Could you restate the stretch from "Questions have arisen" through "long overdue ." in the piece on the chemical attack in Syria, swapping "inspectors" for "monitors"?

** EXTRACT follows **

Funny enough, it is important to mention that there was a team of UN weapons inspectors in the country at the time of the attack.
Questions have arisen as to whether the attack was aimed at the inspectors, which would be ironic, or whether the attack was meant to the show the UN and the world that the Syrian military is a forced to be reckoned with.
The UN has since sent in more inspectors to visit various sites thought to contain biological weapons and to monitor weapon manufacturers. The UN’s involvement is has been criticised for being long overdue .
Secondly, where do these weapons come from? If something like this could be planned under the radar, is it deathly scary to think what goes on under UN checks and security.
6586km away, Capetonians gave us their opinions about the attack in Syria. We asked members of the public whether they think chemical weapons attacks are worse than death by firearms or explosives. Many of the parties that were asked, if not all, said ‘yes’.
Their reasons can be summarised as:
Firstly, the damage caused by a chemical weapons attack far exceeds the damage caused by a firearm or a bomb. Secondly, chemical weapon attacks are inaccurate, and thirdly, chemical weapon have long term side effects on people as well as on the environment.
Grant Hartzenburg said the following: “The suffering caused by chemical weapons is inhumane and more painful than a slow death. Chemical weapons do not necessarily mean a loss of life but could have such severe side effects that might make the effected party wish that they had been killed instead.”
As far as accuracy is concerned, Junior Beste said that a chemical attack cannot be controlled whereas a firearm can be. He reiterated that chemical attacks effect people on a larger scale and result in hundreds of innocent lives being lost. Gunfire is more supressed and can target a specific person. “The bottom line is that people feel that chemical attacks are a cowardly way of warfare and is downright inhumane.”
Chemical attacks are not prevalent in warfare and people have been deeply shocked by this occurrence. Bombs go off on a regular basis, especially with all the terrorist attacks of late, and death by gunfire happens daily… to the point that we have become desensitised.

** End of EXTRACT **
** SUPPLIED ENTRIES follows **

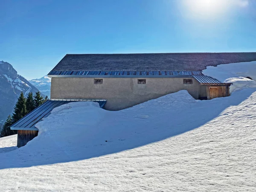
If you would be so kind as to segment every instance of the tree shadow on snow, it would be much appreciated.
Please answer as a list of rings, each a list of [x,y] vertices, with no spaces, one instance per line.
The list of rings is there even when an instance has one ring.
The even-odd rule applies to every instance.
[[[59,132],[43,133],[24,147],[0,154],[0,169],[86,160],[159,141],[205,124],[230,106],[238,105],[256,91],[255,88],[246,89],[235,92],[230,97],[210,101],[192,100],[181,104],[180,107],[178,105],[173,105],[175,110],[171,105],[169,112],[166,108],[163,115],[157,115],[156,112],[146,113],[148,109],[153,111],[154,108],[161,107],[157,102],[148,109],[143,108],[142,105],[141,108],[137,107],[134,111],[110,111],[112,116],[116,114],[116,117],[105,118],[99,125],[100,130],[94,135],[77,137],[79,134],[76,133],[75,128],[70,129],[68,138],[62,138],[61,134],[64,134]],[[142,111],[144,113],[140,113]],[[140,115],[136,116],[137,113]],[[122,117],[119,119],[119,116]],[[131,121],[131,116],[136,119],[136,123]],[[111,129],[112,126],[120,128]]]

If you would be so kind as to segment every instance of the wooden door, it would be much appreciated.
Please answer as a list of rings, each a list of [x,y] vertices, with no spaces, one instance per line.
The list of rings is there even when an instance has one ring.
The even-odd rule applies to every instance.
[[[209,88],[209,96],[208,99],[219,97],[218,90],[218,87],[210,87]]]

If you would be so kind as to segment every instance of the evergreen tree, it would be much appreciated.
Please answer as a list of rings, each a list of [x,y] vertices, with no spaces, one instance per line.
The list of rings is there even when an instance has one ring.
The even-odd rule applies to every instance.
[[[13,135],[17,134],[17,131],[11,130],[11,125],[13,124],[13,120],[12,118],[12,116],[10,115],[7,117],[6,121],[4,123],[3,129],[0,133],[0,137],[9,136],[9,135]]]
[[[48,100],[48,96],[47,95],[44,98],[44,102],[47,101]]]
[[[38,91],[35,93],[34,96],[35,100],[35,108],[39,107],[44,103],[44,97],[41,96],[40,92]]]
[[[29,93],[29,95],[26,99],[26,106],[28,113],[35,109],[35,100],[32,92]]]
[[[26,99],[23,93],[21,92],[14,107],[14,112],[12,114],[13,122],[15,123],[25,116],[27,113]]]

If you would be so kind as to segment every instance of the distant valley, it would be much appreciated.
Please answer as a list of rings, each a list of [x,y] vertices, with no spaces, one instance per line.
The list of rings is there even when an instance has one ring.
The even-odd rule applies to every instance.
[[[42,79],[38,79],[38,81],[40,81],[40,80]],[[41,91],[41,95],[44,97],[47,95],[49,96],[49,88],[47,88],[47,86],[42,86],[44,83],[45,83],[49,84],[49,87],[50,87],[50,79],[47,78],[46,79],[46,82],[40,83],[38,82],[36,86],[35,86],[22,76],[18,75],[9,63],[0,61],[0,124],[4,122],[9,114],[12,115],[13,108],[21,92],[26,97],[29,92],[35,94],[40,90],[49,90],[49,92]],[[33,81],[33,83],[36,83],[34,80],[36,80],[30,81]],[[50,81],[49,83],[47,82],[49,81]],[[40,89],[36,87],[40,87]],[[48,93],[49,95],[47,95]]]
[[[36,79],[29,81],[38,89],[42,94],[50,97],[51,91],[51,78],[45,76],[40,79]]]

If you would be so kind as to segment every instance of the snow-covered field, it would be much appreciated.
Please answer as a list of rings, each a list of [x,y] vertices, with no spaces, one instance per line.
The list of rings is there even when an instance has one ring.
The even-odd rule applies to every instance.
[[[62,105],[25,146],[0,140],[12,147],[0,148],[0,191],[256,191],[256,87],[238,90],[119,111]]]

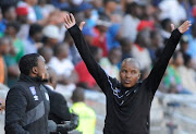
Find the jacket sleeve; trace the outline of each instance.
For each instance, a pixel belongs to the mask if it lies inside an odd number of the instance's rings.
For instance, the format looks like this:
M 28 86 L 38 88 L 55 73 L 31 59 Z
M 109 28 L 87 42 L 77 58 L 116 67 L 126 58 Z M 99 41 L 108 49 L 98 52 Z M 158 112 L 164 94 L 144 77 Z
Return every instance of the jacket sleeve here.
M 172 57 L 175 48 L 181 39 L 182 34 L 179 29 L 172 32 L 171 37 L 166 44 L 166 47 L 160 56 L 160 58 L 155 63 L 149 76 L 145 80 L 147 83 L 147 88 L 150 89 L 152 96 L 155 95 L 161 78 L 166 72 L 170 58 Z
M 27 107 L 26 94 L 22 87 L 13 87 L 9 90 L 5 100 L 5 133 L 7 134 L 29 134 L 23 129 L 22 118 Z
M 74 25 L 73 27 L 69 28 L 69 32 L 74 39 L 75 46 L 85 62 L 88 72 L 91 74 L 91 76 L 96 80 L 97 84 L 100 86 L 102 92 L 106 94 L 106 85 L 109 84 L 108 80 L 109 76 L 106 74 L 106 72 L 100 68 L 100 65 L 95 61 L 88 45 L 85 42 L 85 39 L 83 37 L 83 34 L 77 25 Z
M 61 121 L 70 121 L 71 120 L 71 113 L 66 105 L 65 98 L 58 94 L 52 92 L 52 96 L 50 96 L 50 109 L 51 113 L 56 114 L 59 120 Z

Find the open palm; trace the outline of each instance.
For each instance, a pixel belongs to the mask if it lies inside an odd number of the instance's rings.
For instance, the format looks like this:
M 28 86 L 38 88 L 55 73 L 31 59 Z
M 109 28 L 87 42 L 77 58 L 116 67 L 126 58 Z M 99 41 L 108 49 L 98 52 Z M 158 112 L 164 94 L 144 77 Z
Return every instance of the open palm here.
M 74 26 L 76 24 L 75 22 L 75 17 L 74 15 L 71 13 L 66 13 L 65 16 L 64 16 L 64 26 L 66 29 L 71 28 L 72 26 Z M 79 29 L 83 31 L 83 26 L 85 25 L 85 22 L 82 22 L 79 24 Z
M 181 34 L 184 34 L 185 32 L 187 32 L 189 29 L 191 25 L 192 25 L 191 21 L 185 21 L 181 26 L 179 26 L 179 32 Z M 175 29 L 173 24 L 171 24 L 171 29 L 172 29 L 172 32 Z

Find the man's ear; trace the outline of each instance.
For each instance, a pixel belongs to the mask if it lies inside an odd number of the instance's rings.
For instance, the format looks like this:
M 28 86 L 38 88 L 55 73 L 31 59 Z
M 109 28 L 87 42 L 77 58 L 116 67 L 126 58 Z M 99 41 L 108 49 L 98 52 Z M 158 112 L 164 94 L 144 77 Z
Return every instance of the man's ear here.
M 32 73 L 33 73 L 33 74 L 37 74 L 37 73 L 38 73 L 38 69 L 37 69 L 37 66 L 33 66 L 33 69 L 32 69 Z

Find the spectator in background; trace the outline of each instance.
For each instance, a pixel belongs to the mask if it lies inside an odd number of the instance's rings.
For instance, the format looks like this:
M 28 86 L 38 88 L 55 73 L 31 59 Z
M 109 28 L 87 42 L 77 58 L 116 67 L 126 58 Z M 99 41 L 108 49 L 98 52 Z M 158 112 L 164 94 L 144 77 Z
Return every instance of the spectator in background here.
M 105 13 L 111 19 L 112 13 L 117 11 L 119 0 L 103 0 Z
M 133 47 L 133 42 L 132 40 L 130 40 L 128 38 L 122 38 L 120 40 L 121 44 L 121 48 L 122 48 L 122 60 L 126 58 L 132 58 L 132 47 Z
M 37 53 L 37 50 L 42 47 L 42 27 L 39 24 L 32 24 L 29 27 L 29 36 L 24 40 L 25 53 Z
M 20 29 L 19 22 L 9 22 L 5 29 L 5 35 L 11 36 L 13 40 L 13 46 L 15 48 L 15 56 L 12 57 L 16 63 L 19 63 L 20 59 L 24 56 L 24 44 L 21 39 L 16 37 L 16 34 Z
M 38 0 L 38 7 L 40 8 L 44 19 L 47 19 L 49 14 L 56 10 L 54 5 L 49 3 L 48 0 Z
M 7 25 L 5 25 L 5 22 L 3 20 L 2 10 L 0 9 L 0 37 L 3 36 L 5 28 L 7 28 Z
M 118 63 L 122 59 L 122 51 L 121 48 L 112 48 L 109 51 L 109 54 L 107 58 L 102 58 L 100 60 L 101 68 L 106 71 L 107 74 L 109 74 L 112 77 L 117 77 L 119 80 L 119 68 Z
M 7 83 L 7 65 L 3 60 L 3 56 L 10 52 L 10 38 L 4 36 L 0 38 L 0 83 Z
M 46 64 L 48 64 L 53 57 L 53 51 L 51 48 L 48 47 L 41 47 L 38 49 L 38 53 L 42 56 L 46 60 Z
M 179 73 L 182 78 L 182 86 L 189 89 L 191 93 L 196 94 L 196 73 L 194 69 L 194 61 L 191 56 L 184 54 L 184 65 L 180 66 Z
M 102 50 L 95 46 L 89 46 L 89 49 L 95 58 L 95 60 L 99 63 L 102 57 Z M 89 74 L 84 61 L 78 62 L 75 65 L 75 71 L 78 75 L 78 85 L 86 89 L 98 89 L 97 83 L 94 77 Z M 99 89 L 98 89 L 99 90 Z
M 151 65 L 150 53 L 147 49 L 150 45 L 149 29 L 144 29 L 138 33 L 135 44 L 132 48 L 133 57 L 139 61 L 140 70 L 148 69 Z
M 24 0 L 24 1 L 20 1 L 17 3 L 17 7 L 26 7 L 28 10 L 28 22 L 32 23 L 36 23 L 37 22 L 37 16 L 36 16 L 36 12 L 34 10 L 34 7 L 37 4 L 38 0 Z
M 59 27 L 56 25 L 48 25 L 42 29 L 44 39 L 42 42 L 46 47 L 53 49 L 58 42 L 60 37 Z
M 151 40 L 151 44 L 148 47 L 148 51 L 150 53 L 150 58 L 154 64 L 157 59 L 157 54 L 156 54 L 157 50 L 163 47 L 163 40 L 159 31 L 150 32 L 150 40 Z
M 2 12 L 5 23 L 16 21 L 16 12 L 13 5 L 4 8 Z
M 135 41 L 137 36 L 137 25 L 139 24 L 140 7 L 136 2 L 130 2 L 125 8 L 125 15 L 122 20 L 122 37 Z
M 83 88 L 75 88 L 72 94 L 73 106 L 71 109 L 78 114 L 77 131 L 83 134 L 95 134 L 96 127 L 96 113 L 93 109 L 86 106 L 85 95 Z
M 25 40 L 29 35 L 29 24 L 28 24 L 28 9 L 26 7 L 19 7 L 15 9 L 17 14 L 17 21 L 21 23 L 21 28 L 17 33 L 17 38 Z
M 192 25 L 191 34 L 188 36 L 188 49 L 187 53 L 194 59 L 196 63 L 196 23 Z
M 60 44 L 54 48 L 54 57 L 48 63 L 58 74 L 58 82 L 64 85 L 76 84 L 77 74 L 69 59 L 69 45 Z
M 174 52 L 173 63 L 168 66 L 167 75 L 163 80 L 164 84 L 169 88 L 173 88 L 177 94 L 191 94 L 189 89 L 186 89 L 182 85 L 182 77 L 179 72 L 179 68 L 183 65 L 183 56 L 180 51 Z

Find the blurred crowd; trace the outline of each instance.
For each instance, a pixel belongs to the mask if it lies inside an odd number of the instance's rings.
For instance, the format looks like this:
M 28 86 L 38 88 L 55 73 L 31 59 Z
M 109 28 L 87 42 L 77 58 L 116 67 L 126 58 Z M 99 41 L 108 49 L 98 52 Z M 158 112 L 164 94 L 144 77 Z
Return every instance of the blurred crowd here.
M 128 57 L 139 61 L 140 80 L 146 78 L 171 35 L 170 25 L 192 21 L 159 90 L 196 93 L 196 0 L 1 0 L 0 4 L 1 85 L 13 86 L 21 57 L 38 52 L 68 89 L 100 90 L 64 27 L 63 15 L 71 12 L 77 24 L 86 22 L 82 32 L 96 61 L 117 78 L 121 61 Z

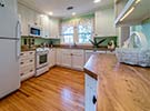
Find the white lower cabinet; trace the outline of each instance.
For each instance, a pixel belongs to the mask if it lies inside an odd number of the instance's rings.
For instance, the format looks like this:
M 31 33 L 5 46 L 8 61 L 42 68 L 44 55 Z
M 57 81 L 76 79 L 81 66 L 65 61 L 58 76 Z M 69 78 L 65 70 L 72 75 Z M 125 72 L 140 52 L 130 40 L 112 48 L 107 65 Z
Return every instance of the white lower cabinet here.
M 20 54 L 20 75 L 21 81 L 27 80 L 36 73 L 36 52 L 24 51 Z
M 83 70 L 83 65 L 84 65 L 84 51 L 72 50 L 72 68 Z
M 86 74 L 86 110 L 97 111 L 97 80 Z
M 59 48 L 57 48 L 57 50 L 56 50 L 56 53 L 57 53 L 57 59 L 56 59 L 56 64 L 57 65 L 61 65 L 61 60 L 62 60 L 62 52 L 61 52 L 61 50 L 62 49 L 59 49 Z
M 60 51 L 61 50 L 61 51 Z M 57 64 L 72 68 L 77 70 L 83 70 L 84 65 L 84 51 L 79 49 L 59 49 L 57 52 Z M 61 54 L 61 56 L 60 56 Z M 60 63 L 61 61 L 61 63 Z
M 49 68 L 56 65 L 56 49 L 52 48 L 49 50 Z

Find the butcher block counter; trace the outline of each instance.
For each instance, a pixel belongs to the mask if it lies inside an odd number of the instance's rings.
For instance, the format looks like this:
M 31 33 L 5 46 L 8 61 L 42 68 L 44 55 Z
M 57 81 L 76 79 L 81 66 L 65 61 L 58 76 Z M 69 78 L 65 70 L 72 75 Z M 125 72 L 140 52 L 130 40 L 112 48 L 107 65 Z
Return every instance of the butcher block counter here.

** End of SUPPLIED ENTRIES **

— REPLY —
Questions have arisen as to whether the attack was aimed at the monitors, which would be ironic, or whether the attack was meant to the show the UN and the world that the Syrian military is a forced to be reckoned with.
The UN has since sent in more monitors to visit various sites thought to contain biological weapons and to monitor weapon manufacturers. The UN’s involvement is has been criticised for being long overdue .